Output the lines from the one containing "140, row 136." through the one containing "column 7, row 50", both included, as a JSON list of strings with one string per line and blank lines omitted. Include no other lines.

Coordinate annotation entries:
==========

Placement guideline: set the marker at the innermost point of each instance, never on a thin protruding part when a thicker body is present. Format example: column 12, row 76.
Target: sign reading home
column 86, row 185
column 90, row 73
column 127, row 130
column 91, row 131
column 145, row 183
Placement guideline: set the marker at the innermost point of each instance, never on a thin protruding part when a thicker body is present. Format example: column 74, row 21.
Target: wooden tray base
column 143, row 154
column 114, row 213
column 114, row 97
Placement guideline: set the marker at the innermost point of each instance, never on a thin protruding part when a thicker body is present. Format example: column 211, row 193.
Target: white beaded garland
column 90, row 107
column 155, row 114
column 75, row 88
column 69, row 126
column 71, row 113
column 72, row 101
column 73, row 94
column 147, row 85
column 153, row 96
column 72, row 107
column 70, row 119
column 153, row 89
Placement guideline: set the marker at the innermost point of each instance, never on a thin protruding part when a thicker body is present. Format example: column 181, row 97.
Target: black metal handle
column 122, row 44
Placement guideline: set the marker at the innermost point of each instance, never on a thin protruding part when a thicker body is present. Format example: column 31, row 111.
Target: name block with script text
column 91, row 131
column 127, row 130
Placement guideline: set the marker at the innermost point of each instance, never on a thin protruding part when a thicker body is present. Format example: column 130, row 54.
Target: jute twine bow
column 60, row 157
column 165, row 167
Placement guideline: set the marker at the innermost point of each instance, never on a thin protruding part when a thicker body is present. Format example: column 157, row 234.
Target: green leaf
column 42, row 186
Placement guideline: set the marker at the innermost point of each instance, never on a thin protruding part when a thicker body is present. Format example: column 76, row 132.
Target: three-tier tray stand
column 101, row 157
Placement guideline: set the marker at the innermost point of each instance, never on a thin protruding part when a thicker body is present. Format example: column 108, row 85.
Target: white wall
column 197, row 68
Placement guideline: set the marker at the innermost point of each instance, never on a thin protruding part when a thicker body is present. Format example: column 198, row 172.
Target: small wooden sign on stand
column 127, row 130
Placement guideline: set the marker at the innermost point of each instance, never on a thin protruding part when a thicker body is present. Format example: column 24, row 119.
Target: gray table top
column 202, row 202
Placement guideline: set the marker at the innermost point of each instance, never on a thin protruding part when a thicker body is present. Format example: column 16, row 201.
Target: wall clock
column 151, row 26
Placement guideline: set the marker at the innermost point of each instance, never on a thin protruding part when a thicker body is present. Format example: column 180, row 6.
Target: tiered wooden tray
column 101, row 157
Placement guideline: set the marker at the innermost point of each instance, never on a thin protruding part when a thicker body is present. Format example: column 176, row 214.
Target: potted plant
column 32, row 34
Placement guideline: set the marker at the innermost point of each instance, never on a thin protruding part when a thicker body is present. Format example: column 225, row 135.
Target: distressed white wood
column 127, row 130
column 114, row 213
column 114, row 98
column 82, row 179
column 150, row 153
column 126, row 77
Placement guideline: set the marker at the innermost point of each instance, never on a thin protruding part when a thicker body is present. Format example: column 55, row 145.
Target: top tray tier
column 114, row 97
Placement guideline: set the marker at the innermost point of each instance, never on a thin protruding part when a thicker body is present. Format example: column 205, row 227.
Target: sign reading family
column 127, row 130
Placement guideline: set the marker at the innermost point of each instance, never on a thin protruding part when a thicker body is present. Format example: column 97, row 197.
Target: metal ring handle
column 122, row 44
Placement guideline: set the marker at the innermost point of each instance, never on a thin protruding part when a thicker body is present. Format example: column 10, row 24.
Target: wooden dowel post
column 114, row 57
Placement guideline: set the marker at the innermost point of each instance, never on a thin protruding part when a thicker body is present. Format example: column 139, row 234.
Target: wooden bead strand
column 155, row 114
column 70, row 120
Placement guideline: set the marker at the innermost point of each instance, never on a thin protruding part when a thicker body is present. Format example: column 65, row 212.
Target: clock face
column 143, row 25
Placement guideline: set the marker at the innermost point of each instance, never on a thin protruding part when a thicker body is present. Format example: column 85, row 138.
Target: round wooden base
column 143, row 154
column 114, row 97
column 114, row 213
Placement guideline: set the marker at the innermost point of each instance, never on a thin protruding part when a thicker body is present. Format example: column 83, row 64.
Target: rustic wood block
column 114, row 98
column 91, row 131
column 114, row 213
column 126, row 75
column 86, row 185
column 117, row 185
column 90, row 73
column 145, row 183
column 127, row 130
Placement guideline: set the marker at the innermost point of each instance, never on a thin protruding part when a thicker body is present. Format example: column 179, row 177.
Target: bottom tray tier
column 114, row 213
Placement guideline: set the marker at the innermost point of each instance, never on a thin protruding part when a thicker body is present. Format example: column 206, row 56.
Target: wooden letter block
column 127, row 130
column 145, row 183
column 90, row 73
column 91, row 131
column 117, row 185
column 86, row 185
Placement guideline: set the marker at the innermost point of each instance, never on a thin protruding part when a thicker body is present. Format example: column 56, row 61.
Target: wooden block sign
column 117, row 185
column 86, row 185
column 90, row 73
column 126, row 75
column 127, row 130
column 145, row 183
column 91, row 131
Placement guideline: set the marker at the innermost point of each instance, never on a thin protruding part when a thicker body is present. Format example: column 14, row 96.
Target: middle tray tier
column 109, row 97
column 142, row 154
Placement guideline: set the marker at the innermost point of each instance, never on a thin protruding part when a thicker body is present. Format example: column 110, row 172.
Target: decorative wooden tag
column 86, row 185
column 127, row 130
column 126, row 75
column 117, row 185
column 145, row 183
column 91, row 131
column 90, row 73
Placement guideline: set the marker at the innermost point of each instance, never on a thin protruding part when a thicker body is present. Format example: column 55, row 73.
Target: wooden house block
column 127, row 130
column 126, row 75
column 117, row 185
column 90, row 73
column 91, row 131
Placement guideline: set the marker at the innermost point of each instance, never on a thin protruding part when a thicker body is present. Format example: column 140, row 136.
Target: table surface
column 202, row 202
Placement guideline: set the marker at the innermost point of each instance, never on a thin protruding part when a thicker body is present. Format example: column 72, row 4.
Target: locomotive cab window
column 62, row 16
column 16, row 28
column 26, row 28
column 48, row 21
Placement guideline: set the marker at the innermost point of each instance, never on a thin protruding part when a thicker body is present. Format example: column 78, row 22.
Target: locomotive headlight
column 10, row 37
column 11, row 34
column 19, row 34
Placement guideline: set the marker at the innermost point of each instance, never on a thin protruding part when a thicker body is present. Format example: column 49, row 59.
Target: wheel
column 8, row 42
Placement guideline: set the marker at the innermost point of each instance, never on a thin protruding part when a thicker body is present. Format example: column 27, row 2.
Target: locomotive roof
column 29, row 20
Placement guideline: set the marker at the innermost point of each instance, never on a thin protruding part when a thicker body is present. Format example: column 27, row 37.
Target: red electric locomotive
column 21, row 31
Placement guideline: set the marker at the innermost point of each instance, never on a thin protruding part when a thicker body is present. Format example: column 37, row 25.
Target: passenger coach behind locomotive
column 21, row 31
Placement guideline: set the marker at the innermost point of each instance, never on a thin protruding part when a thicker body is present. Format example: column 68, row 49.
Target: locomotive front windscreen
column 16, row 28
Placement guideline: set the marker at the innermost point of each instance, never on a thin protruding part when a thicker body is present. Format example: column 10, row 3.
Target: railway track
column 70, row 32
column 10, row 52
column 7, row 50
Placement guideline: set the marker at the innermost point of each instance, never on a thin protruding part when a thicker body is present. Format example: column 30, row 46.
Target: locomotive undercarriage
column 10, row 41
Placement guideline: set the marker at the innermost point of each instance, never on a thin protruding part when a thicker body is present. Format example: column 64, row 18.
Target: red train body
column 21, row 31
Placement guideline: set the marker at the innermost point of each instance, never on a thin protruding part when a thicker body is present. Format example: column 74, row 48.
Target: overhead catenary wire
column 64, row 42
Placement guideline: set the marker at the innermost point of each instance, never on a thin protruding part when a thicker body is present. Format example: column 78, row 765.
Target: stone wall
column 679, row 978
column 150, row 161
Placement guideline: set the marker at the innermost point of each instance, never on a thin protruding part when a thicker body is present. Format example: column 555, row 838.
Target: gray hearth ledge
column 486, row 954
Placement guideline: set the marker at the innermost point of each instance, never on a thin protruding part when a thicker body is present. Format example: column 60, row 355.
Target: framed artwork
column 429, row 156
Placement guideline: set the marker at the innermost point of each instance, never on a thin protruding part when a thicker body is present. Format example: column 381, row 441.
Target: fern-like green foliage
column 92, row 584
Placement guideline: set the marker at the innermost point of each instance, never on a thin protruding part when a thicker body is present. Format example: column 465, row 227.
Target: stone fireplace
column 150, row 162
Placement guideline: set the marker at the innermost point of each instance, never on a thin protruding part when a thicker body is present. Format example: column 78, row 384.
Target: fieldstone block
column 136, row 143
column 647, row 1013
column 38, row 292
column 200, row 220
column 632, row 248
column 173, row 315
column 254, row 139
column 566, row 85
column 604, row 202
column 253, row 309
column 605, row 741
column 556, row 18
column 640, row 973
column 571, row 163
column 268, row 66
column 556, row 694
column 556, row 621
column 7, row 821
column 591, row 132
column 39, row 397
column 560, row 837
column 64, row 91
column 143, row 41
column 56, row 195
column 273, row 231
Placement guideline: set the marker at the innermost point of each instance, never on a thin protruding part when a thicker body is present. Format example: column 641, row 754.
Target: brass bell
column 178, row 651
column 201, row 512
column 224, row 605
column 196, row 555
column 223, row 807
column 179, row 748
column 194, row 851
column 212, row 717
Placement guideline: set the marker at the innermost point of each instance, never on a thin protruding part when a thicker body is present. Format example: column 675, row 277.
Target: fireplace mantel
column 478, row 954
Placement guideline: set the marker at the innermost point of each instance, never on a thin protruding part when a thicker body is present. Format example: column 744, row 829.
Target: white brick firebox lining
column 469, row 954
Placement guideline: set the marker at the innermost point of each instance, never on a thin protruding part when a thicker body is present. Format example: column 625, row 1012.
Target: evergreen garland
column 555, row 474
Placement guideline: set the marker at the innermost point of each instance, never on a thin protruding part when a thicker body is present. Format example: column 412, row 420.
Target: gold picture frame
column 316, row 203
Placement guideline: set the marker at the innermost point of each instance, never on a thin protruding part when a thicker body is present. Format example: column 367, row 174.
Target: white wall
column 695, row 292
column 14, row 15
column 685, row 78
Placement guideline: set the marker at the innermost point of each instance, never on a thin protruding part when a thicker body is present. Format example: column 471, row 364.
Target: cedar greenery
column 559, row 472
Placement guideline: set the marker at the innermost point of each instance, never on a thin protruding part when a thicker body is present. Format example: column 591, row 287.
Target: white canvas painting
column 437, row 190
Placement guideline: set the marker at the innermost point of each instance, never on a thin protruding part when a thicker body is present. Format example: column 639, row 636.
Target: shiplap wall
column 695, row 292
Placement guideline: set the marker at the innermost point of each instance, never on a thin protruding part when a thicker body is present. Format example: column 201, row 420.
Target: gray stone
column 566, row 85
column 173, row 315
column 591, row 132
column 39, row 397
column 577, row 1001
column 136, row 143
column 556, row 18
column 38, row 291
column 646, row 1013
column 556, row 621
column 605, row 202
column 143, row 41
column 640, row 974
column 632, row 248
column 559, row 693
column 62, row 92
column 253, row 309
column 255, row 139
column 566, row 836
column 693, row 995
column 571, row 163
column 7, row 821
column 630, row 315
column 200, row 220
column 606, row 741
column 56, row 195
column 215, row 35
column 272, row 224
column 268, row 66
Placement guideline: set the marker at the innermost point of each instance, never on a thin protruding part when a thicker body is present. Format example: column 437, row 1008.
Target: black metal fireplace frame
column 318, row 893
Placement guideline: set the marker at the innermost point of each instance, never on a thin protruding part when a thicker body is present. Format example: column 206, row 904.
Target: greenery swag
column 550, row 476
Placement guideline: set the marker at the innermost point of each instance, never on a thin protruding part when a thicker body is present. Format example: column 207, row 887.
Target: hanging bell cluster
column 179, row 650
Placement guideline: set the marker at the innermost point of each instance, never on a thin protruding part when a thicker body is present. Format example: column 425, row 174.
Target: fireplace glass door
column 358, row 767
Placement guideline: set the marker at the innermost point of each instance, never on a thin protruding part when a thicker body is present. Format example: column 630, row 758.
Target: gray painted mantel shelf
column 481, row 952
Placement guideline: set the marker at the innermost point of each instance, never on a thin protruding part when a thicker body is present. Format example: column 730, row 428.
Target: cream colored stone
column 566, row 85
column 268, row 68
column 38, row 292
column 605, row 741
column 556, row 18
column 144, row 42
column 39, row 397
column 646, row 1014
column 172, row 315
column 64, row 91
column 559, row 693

==========

- _OUTPUT FOR THIS EXERCISE_
[
  "Placement guideline: set the marker at the innermost point of each instance, never on a thin protruding part when a thicker body is present. Format example: column 140, row 136.",
  "Target: table surface",
  "column 202, row 202",
  "Placement guideline: set the marker at the innermost point of each instance, never on a thin protruding part when a thicker body is present. Format example: column 72, row 4.",
  "Target: locomotive cab window",
  "column 62, row 16",
  "column 16, row 28",
  "column 26, row 28",
  "column 48, row 21",
  "Placement guideline: set the marker at the innermost point of each instance, never on a thin protruding part when a thicker body is present. Format example: column 78, row 22.",
  "Target: locomotive headlight",
  "column 10, row 37",
  "column 11, row 34",
  "column 19, row 34",
  "Placement guideline: set the marker at the innermost point of each instance, never on a thin protruding part when a thicker body is present. Format example: column 49, row 59.",
  "Target: wheel",
  "column 8, row 42",
  "Placement guideline: set the marker at the innermost point of each instance, never on a thin protruding part when a thicker body is present. Format example: column 27, row 2.",
  "Target: locomotive roof",
  "column 29, row 20",
  "Placement guideline: set the marker at the innermost point of each instance, never on a thin protruding part when a thicker body is present. Format example: column 27, row 37.",
  "Target: red electric locomotive",
  "column 21, row 31",
  "Placement guideline: set the marker at the innermost point of each instance, never on a thin protruding part when a thicker body is present. Format example: column 37, row 25.",
  "Target: passenger coach behind locomotive",
  "column 21, row 31",
  "Placement guideline: set the marker at the innermost point of each instance, never on a thin protruding part when a thicker body is present. Format example: column 68, row 49.",
  "Target: locomotive front windscreen",
  "column 16, row 28",
  "Placement guideline: set the marker at the innermost point of each instance, never on a thin protruding part when a thicker body is present. Format example: column 10, row 3.",
  "Target: railway track",
  "column 70, row 32",
  "column 10, row 52",
  "column 7, row 50"
]